— start of MATERIAL SUPPLIED —

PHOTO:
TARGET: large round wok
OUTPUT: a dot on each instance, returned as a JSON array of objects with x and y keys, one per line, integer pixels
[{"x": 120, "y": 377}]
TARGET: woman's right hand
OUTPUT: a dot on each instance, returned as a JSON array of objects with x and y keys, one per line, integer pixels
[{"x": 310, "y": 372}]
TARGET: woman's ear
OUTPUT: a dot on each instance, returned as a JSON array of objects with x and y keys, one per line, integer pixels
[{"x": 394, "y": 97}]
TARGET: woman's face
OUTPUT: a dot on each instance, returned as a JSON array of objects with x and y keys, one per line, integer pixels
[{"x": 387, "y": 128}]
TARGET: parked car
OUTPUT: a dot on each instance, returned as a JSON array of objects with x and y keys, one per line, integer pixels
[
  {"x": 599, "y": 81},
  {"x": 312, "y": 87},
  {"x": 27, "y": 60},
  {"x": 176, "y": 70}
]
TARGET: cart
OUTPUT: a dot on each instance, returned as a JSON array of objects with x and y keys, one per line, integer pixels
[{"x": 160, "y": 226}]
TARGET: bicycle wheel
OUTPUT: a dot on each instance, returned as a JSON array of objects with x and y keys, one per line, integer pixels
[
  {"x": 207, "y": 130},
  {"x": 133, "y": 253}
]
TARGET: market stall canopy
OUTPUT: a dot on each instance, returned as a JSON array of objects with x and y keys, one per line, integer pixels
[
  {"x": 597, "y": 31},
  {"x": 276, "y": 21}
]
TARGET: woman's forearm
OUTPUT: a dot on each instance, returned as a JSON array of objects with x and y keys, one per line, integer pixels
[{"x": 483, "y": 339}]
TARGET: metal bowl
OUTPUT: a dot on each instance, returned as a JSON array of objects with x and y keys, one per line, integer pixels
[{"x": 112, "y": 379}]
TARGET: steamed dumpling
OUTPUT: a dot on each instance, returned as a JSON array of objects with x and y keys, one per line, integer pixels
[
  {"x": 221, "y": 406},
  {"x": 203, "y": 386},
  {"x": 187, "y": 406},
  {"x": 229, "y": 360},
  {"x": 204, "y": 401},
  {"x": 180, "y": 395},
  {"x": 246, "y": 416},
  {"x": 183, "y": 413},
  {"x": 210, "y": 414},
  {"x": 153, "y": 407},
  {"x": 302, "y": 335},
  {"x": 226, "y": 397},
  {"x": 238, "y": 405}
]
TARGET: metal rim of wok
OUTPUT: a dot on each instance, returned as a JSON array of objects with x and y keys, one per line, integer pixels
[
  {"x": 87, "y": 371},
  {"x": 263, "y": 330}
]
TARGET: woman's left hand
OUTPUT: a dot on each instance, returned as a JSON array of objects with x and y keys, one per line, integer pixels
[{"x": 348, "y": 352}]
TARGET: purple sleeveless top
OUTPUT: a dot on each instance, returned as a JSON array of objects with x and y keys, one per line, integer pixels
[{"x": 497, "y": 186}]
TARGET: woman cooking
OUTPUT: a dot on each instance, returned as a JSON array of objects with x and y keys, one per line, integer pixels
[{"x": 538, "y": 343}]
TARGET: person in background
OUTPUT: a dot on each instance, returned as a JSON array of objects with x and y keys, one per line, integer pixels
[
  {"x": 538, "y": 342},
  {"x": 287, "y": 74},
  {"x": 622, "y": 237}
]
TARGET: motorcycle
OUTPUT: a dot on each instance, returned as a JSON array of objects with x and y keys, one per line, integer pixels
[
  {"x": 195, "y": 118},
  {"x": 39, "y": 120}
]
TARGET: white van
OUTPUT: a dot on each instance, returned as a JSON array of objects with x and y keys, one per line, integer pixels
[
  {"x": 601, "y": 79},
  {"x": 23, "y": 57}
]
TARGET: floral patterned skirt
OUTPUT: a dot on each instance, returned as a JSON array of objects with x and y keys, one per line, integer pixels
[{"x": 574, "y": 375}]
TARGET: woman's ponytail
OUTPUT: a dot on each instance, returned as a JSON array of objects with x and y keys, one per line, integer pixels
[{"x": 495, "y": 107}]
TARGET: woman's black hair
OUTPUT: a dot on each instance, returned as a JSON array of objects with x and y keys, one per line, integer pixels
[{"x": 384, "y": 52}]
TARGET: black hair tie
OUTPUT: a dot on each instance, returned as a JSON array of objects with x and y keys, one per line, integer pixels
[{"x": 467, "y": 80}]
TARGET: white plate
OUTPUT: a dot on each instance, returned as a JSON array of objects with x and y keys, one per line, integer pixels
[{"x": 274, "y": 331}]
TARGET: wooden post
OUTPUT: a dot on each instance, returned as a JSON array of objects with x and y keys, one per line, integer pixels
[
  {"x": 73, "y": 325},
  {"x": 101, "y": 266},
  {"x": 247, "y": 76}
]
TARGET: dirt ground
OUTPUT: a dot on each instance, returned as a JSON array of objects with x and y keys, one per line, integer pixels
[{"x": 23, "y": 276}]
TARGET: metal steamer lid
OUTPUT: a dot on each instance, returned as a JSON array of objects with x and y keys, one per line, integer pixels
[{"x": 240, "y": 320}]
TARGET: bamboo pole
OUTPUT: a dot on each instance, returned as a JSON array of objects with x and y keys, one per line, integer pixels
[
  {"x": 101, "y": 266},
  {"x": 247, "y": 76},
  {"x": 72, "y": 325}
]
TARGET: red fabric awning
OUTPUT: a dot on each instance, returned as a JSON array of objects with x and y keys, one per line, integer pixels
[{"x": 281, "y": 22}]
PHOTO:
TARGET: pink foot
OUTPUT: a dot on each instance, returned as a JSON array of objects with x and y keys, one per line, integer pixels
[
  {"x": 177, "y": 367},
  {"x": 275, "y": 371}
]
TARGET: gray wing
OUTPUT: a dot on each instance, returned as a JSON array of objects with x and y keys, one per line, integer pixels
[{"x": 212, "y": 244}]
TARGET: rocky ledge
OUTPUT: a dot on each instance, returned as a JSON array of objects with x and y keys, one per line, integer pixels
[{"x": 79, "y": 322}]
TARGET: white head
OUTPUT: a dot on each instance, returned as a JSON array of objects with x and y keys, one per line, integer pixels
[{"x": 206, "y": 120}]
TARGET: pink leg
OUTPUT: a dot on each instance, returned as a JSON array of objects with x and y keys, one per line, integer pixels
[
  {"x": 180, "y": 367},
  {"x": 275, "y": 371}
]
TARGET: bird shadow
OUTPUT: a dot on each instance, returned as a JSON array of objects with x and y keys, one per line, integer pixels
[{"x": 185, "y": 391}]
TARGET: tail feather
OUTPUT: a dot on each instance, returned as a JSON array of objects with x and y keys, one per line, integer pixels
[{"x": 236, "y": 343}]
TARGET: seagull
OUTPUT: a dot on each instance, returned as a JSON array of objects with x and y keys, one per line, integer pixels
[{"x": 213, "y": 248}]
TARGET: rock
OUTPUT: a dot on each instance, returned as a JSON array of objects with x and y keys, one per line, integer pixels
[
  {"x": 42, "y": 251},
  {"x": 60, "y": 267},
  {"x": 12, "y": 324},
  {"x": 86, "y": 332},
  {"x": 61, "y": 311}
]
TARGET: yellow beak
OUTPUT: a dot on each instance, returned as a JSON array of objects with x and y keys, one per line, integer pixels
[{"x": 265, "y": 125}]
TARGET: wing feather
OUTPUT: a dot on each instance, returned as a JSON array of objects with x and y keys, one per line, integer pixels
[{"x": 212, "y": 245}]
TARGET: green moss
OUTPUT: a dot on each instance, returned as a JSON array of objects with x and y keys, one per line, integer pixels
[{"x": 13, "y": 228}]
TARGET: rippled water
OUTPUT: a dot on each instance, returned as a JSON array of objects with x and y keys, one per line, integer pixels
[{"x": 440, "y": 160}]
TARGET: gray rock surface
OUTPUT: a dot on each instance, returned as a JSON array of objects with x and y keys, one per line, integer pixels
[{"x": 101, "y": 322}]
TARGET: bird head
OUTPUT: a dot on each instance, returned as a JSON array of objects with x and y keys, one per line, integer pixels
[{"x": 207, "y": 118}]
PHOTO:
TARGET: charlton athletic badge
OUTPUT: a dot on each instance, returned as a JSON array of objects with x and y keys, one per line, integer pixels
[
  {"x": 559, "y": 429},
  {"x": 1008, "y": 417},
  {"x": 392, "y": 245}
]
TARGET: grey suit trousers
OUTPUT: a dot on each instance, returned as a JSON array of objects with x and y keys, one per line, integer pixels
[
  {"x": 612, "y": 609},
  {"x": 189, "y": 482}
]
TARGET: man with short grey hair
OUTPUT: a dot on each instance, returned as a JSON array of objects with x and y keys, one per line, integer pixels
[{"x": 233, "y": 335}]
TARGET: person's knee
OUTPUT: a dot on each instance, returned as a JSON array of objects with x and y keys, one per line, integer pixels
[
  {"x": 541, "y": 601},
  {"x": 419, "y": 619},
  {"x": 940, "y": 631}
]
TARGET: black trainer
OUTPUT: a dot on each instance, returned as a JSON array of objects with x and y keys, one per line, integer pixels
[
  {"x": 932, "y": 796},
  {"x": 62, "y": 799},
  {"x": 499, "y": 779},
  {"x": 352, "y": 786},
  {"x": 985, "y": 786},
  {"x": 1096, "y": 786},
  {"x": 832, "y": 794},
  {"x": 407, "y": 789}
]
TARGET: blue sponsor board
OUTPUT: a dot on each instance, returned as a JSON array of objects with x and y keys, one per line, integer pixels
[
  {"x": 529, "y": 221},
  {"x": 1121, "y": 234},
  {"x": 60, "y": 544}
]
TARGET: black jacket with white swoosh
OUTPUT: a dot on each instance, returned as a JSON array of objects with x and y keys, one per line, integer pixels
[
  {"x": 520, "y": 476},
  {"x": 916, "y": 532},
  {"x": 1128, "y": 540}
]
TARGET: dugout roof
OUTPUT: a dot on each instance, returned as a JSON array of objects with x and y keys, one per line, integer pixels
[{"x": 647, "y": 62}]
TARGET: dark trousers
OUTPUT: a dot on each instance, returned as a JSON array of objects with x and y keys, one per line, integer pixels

— end of MATERIAL SUPPLIED —

> [WORK TO DO]: Extract the closing run of lines, starting with the one containing "TARGET: blue sponsor board" and ending at the last, exactly as written.

> [WORKED SOLUTION]:
TARGET: blue sponsor board
OUTPUT: a dot on each instance, returned as a JSON array of objects with x and y keys, one per line, integer pixels
[
  {"x": 529, "y": 221},
  {"x": 1121, "y": 234},
  {"x": 60, "y": 544}
]
TARGET: black jacket with white swoosh
OUTPUT: a dot on each instance, returned as a JSON array of objects with x and y keys, one per line, integer pixels
[
  {"x": 520, "y": 476},
  {"x": 916, "y": 532},
  {"x": 1128, "y": 540}
]
TARGET: dugout roof
OUTPUT: a dot on each instance, returned as a JSON array of objects with x and y keys, one per line, integer pixels
[{"x": 647, "y": 62}]
TARGET: dark trousers
OUTPUT: a dot on each instance, returned as a JSON array of objects with x and y keys, one per line, integer pixels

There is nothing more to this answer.